Problem requirements: Repeat each entry in the data, exactly.

Record set:
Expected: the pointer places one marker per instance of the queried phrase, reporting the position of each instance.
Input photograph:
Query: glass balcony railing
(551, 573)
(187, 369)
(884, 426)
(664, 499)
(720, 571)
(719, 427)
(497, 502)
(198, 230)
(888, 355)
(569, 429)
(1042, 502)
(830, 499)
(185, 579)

Answer area:
Expected: the pointer places one marker per instance of the queried phrase, reporting the position of each instance.
Input photograph:
Query: glass balcony railing
(551, 573)
(187, 369)
(884, 426)
(664, 499)
(720, 571)
(719, 427)
(497, 502)
(198, 230)
(888, 355)
(569, 429)
(1042, 502)
(830, 499)
(185, 579)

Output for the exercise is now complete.